Exercise prompt: Return each line of the entries that holds the string "stone".

Data extracts:

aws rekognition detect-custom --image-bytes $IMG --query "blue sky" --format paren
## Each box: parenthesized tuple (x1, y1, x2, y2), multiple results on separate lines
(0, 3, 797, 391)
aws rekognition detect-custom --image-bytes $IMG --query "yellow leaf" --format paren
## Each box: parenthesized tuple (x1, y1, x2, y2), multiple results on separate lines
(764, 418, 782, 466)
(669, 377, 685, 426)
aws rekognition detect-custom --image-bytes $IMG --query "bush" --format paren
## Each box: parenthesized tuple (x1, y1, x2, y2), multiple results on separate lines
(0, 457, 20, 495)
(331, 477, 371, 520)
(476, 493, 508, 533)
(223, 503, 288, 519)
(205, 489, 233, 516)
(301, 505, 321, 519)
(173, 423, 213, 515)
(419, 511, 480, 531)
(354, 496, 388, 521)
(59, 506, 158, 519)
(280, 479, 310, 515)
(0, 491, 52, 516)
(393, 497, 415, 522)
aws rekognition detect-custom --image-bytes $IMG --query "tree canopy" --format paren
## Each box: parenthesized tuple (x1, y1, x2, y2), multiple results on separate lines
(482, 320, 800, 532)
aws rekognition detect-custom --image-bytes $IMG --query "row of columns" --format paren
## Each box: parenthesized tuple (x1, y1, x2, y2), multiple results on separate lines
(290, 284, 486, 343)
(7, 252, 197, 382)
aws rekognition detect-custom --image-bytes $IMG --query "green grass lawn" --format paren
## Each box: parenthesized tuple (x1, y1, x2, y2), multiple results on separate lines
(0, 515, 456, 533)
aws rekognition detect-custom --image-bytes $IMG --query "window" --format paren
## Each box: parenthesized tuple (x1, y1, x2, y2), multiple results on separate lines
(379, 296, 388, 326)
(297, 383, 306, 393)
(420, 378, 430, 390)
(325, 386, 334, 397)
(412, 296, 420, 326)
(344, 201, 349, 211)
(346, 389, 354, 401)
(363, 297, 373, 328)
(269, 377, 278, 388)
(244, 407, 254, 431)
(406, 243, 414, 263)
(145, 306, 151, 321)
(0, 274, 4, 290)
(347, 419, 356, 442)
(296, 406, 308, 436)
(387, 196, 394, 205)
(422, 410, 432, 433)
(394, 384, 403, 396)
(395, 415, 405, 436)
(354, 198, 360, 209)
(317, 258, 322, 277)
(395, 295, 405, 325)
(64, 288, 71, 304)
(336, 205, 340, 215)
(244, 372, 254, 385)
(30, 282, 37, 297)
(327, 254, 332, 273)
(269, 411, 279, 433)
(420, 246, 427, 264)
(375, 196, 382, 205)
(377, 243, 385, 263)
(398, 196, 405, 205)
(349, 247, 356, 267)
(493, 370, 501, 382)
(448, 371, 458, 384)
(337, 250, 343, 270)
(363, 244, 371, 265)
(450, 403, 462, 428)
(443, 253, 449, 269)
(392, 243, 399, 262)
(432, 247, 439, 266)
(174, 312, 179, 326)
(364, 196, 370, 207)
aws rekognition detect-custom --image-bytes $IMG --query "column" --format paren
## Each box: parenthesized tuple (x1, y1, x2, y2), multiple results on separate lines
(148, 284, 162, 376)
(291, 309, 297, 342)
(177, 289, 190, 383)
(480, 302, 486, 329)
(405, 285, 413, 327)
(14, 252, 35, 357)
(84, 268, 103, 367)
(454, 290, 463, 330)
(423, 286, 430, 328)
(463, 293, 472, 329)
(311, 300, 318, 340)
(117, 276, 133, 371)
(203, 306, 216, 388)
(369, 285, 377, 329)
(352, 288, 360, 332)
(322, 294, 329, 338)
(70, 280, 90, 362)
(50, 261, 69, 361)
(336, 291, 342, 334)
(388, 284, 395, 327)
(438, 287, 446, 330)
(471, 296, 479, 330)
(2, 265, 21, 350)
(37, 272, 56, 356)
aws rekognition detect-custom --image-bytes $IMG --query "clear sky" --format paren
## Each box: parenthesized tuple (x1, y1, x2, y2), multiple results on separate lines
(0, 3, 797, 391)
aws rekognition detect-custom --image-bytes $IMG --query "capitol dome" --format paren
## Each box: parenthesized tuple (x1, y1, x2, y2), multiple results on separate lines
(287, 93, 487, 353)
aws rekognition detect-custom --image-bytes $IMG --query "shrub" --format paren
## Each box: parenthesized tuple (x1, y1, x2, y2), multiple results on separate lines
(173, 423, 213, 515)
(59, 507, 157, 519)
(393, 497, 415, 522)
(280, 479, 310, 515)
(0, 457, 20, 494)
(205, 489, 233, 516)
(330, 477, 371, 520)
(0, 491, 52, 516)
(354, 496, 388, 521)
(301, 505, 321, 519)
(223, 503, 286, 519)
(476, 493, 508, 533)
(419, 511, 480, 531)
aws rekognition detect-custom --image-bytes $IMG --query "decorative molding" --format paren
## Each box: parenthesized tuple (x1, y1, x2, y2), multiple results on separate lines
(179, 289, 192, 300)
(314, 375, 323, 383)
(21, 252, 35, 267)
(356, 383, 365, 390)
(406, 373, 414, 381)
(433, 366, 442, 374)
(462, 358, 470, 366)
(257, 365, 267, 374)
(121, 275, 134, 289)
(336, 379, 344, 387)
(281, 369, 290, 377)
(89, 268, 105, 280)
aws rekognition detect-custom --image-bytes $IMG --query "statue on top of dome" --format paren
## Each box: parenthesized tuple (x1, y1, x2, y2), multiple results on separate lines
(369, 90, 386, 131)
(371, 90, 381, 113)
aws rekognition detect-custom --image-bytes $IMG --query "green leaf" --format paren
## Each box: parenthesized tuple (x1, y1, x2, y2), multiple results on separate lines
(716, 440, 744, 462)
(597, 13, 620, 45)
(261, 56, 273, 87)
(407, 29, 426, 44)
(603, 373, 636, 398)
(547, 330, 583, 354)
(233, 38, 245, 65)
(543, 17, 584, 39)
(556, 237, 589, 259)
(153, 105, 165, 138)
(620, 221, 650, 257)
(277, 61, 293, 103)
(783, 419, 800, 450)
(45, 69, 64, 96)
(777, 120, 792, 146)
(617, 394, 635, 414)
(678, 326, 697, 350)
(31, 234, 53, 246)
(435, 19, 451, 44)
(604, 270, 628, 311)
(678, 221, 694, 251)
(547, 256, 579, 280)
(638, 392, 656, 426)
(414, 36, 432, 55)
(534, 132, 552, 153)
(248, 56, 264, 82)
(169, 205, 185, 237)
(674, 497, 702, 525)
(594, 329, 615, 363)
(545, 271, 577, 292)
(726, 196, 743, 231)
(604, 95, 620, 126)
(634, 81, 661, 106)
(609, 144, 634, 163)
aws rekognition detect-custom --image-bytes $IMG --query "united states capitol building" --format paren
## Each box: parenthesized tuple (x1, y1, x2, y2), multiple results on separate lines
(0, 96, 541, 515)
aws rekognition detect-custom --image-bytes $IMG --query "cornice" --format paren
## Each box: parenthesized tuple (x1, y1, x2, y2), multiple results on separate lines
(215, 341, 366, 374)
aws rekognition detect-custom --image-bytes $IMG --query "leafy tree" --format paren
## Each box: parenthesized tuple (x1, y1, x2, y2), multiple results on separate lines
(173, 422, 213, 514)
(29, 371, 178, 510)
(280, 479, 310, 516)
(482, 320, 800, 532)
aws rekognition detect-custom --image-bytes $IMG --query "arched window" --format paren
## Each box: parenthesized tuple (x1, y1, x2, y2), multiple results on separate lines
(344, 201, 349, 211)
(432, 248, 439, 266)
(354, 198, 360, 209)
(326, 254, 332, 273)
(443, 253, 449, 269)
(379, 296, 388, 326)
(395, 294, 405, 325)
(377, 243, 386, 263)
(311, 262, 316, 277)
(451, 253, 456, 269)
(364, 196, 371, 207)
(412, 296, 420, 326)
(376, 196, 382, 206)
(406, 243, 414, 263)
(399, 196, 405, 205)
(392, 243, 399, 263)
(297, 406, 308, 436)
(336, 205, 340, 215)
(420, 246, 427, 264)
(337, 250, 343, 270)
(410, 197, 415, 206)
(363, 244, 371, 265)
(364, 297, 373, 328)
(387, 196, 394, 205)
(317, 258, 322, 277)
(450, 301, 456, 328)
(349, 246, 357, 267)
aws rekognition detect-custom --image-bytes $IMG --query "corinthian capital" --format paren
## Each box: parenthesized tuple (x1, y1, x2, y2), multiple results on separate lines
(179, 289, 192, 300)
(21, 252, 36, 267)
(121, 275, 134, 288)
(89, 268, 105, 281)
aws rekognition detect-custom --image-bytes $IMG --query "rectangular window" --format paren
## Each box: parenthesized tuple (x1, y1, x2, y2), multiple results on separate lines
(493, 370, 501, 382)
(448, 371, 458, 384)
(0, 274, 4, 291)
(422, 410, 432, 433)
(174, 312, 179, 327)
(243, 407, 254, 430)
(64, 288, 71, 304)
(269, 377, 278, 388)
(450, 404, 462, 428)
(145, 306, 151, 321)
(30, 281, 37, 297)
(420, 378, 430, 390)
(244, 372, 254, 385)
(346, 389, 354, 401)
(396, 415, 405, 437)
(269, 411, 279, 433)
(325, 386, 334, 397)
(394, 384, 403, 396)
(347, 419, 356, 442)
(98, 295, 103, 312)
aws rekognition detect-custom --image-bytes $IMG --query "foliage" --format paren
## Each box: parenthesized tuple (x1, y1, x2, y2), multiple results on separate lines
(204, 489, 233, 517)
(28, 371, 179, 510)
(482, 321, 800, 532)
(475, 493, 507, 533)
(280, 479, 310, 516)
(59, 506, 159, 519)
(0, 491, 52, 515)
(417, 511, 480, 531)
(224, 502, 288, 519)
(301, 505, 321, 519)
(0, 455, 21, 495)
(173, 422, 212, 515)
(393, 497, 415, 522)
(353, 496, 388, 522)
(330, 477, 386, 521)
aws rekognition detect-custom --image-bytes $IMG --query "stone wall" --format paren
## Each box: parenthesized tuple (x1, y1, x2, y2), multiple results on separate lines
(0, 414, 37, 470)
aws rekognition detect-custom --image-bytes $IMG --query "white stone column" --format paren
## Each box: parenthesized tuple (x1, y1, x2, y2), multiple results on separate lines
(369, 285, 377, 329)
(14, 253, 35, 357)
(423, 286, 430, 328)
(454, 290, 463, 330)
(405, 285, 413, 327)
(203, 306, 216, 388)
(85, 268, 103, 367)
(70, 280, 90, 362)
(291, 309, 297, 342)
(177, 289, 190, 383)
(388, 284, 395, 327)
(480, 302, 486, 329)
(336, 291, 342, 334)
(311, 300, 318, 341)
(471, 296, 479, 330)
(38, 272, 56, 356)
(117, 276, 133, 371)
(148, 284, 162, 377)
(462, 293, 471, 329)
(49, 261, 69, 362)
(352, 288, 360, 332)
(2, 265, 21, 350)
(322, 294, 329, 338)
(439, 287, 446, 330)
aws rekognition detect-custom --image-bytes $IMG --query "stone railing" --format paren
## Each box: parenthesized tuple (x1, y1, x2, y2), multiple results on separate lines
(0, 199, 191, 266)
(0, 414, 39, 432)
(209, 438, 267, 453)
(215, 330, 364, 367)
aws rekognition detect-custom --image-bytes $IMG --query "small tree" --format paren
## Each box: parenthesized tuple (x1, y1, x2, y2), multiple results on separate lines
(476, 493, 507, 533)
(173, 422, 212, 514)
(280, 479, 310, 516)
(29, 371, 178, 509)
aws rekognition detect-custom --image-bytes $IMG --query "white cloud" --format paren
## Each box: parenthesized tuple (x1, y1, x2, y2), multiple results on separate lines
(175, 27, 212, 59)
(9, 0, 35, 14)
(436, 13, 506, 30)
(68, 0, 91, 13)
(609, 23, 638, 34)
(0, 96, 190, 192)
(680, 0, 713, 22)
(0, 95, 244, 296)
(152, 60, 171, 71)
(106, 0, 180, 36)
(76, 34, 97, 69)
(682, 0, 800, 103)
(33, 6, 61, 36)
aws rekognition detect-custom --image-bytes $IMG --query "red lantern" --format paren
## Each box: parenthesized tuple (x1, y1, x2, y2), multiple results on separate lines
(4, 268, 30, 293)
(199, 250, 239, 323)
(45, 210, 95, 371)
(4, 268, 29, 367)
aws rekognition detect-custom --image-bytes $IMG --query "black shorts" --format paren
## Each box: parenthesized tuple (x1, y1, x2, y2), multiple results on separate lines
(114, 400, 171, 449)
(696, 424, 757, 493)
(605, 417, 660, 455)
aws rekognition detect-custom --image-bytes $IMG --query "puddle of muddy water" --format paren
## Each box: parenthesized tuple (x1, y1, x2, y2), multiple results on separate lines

Written reply:
aws rekognition detect-custom --image-bytes $IMG --query "stone wall" --format paren
aws rekognition detect-custom --image-bytes $IMG --query "white stone column" --format paren
aws rekognition detect-custom --image-bytes $IMG --query "stone railing" --format paren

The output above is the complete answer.